REQUIRED TASK A: According to the text on the Monaco residence permit, where does the widely quoted EUR 500,000 deposit figure come from?

──────── SELECTED TEXT ────────

Monaco · Residency by investment
Monaco Residence Permit (carte de séjour)
Open and functioning. Critically: there is NO statutory or government-mandated bank deposit figure. The widely quoted EUR 500,000 originates from a May 2017 recommendation of the AMAF (the Monégasque banking association), not from law. Individual private banks set their own thresholds and now frequently require EUR 1,000,000 or more.
Monaco residency is far more accessible than its reputation suggests — the bank deposit is refundable capital, not a fee, and there is no legal minimum at all. The genuine barrier is housing: at roughly EUR 57,500 per m2 you cannot establish residence without committing serious annual capital to rent or purchase, and that, not the deposit, is what filters applicants.
Qualifying routes
AMAF-recommended floor for a single applicant with no Monaco professional activity; banks in 2025–2026 commonly require EUR 1m+. The funds remain yours — this is a solvency test, not a payment.
A Monaco employment contract or incorporated activity substitutes for the deposit
Accepted alternative to a lump deposit
The facts
- Minimum investment
- €500k
- Total landed cost
- The deposit is refundable and remains your capital. The unavoidable cost is housing: Monaco averaged about EUR 57,500 per m2 in 2025 and family-sized rentals run roughly EUR 10,000–45,000 per month. Budget EUR 150,000–500,000+ per year in rent alone, plus roughly EUR 10,000–30,000 in professional fees for the application.
- Timeline
- 2–8 months — EEA nationals typically 2–5 months. Non-EEA nationals must first obtain a French long-stay Type D visa (reportedly 4–8 weeks, not officially confirmed), which adds materially to the timeline.
- Physical presence
- For the INITIAL card you must intend to reside at least 3 months per year. For RENEWAL, the Monaco Cour de Révision ruled on 12 July 2022 that the 3-month minimum does not apply — renewal turns on a discretionary case-by-case assessment of 'effective residence'. Holders of the 10-year privilégiée card face stricter practical expectations (commonly described as around 6 months), but that is administrative practice, not codified law.

──────── SUPPLIED RECORDS ────────

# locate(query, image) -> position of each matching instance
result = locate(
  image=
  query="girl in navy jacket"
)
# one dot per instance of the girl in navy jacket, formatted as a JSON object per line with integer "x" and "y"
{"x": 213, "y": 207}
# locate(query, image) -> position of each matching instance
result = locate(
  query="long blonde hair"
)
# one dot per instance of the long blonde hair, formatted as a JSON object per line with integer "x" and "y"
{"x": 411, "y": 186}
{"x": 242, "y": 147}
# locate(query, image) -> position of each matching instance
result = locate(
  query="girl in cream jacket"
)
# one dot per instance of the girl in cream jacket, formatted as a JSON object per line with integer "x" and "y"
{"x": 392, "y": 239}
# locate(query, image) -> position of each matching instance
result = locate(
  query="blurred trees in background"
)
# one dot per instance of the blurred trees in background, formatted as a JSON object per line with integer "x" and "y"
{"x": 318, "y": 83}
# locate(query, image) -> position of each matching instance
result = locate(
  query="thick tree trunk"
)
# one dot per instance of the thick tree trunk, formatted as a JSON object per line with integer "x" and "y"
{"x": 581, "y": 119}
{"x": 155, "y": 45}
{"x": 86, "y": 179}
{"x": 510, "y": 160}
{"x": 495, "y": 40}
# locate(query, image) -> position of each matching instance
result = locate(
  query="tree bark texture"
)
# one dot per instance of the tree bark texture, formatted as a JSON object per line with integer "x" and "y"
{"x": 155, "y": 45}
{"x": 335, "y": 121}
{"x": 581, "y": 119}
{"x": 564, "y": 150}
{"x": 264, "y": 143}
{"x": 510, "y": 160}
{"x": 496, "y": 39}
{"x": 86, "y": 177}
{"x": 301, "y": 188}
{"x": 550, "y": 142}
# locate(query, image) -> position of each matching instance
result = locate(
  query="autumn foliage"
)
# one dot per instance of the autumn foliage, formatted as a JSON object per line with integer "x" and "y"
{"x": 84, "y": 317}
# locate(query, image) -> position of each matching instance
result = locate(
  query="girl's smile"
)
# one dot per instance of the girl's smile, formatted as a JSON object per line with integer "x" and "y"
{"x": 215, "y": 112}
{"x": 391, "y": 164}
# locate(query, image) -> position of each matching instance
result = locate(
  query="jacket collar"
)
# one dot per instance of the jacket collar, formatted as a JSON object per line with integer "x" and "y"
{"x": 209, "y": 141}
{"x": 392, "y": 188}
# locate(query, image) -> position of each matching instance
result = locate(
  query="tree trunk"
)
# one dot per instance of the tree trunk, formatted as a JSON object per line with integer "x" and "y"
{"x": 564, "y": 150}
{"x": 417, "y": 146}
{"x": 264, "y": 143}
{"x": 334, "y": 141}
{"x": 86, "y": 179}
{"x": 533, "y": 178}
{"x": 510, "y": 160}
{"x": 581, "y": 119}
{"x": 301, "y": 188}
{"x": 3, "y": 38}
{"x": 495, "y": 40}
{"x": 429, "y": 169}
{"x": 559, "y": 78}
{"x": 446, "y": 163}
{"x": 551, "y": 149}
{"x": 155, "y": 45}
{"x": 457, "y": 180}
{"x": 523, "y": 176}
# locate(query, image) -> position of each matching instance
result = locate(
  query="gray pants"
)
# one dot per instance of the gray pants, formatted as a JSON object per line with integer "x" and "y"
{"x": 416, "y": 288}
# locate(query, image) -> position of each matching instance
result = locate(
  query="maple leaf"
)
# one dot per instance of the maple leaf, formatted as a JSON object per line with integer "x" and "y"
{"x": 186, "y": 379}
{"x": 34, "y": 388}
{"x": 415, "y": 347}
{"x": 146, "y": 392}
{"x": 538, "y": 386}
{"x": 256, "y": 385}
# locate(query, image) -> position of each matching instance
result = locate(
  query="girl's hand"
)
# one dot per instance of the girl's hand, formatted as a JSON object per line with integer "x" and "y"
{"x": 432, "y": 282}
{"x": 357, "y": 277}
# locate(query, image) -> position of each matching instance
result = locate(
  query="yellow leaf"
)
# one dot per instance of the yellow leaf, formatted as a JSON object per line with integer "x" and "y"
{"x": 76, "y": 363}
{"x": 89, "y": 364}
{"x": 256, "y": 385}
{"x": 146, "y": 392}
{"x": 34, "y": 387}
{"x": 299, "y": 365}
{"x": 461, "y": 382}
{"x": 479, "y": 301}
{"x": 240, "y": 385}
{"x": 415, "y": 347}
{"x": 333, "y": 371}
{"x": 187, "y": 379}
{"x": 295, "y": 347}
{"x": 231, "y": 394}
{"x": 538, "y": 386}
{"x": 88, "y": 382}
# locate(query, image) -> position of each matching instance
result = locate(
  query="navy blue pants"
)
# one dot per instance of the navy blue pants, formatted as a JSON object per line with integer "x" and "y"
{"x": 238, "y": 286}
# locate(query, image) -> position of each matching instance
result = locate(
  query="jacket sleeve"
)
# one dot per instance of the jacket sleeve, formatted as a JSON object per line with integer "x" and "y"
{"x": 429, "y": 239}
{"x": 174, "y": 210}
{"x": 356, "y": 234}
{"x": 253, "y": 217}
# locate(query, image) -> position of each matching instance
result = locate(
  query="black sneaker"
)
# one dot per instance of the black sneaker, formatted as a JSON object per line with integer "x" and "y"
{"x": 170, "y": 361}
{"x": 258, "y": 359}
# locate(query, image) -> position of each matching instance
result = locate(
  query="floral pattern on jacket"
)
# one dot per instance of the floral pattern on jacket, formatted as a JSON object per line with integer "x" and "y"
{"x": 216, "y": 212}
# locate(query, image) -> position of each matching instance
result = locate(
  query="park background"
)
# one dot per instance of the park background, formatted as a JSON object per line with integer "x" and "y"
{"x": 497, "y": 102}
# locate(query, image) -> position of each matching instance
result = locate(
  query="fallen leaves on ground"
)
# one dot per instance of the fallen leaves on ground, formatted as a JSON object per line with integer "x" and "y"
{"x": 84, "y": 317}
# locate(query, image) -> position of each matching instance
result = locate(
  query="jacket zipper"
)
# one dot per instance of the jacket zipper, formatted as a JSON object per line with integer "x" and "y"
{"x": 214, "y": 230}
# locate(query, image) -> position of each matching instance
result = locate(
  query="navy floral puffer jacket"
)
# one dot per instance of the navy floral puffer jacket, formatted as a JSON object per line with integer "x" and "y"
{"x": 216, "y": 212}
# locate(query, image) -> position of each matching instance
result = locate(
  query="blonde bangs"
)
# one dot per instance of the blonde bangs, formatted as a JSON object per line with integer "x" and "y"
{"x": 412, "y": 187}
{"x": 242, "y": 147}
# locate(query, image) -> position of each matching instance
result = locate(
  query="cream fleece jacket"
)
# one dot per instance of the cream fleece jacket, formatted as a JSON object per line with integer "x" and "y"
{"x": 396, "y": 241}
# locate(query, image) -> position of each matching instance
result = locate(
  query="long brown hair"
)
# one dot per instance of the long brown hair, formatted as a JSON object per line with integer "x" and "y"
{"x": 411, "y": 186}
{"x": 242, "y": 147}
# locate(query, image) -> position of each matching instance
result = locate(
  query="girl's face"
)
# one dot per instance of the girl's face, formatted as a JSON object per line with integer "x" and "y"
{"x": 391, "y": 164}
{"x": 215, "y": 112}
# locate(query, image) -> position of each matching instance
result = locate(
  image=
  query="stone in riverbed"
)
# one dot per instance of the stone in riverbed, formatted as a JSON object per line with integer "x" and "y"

────────

REQUIRED TASK B: Gather every line of the listing containing the string "collar", matching case exactly.

COMPLETE RESPONSE A: A May 2017 recommendation of the AMAF, the Monégasque banking association, not from law.

COMPLETE RESPONSE B:
  query="jacket collar"
# one dot per instance of the jacket collar, formatted as a JSON object per line with integer "x" and "y"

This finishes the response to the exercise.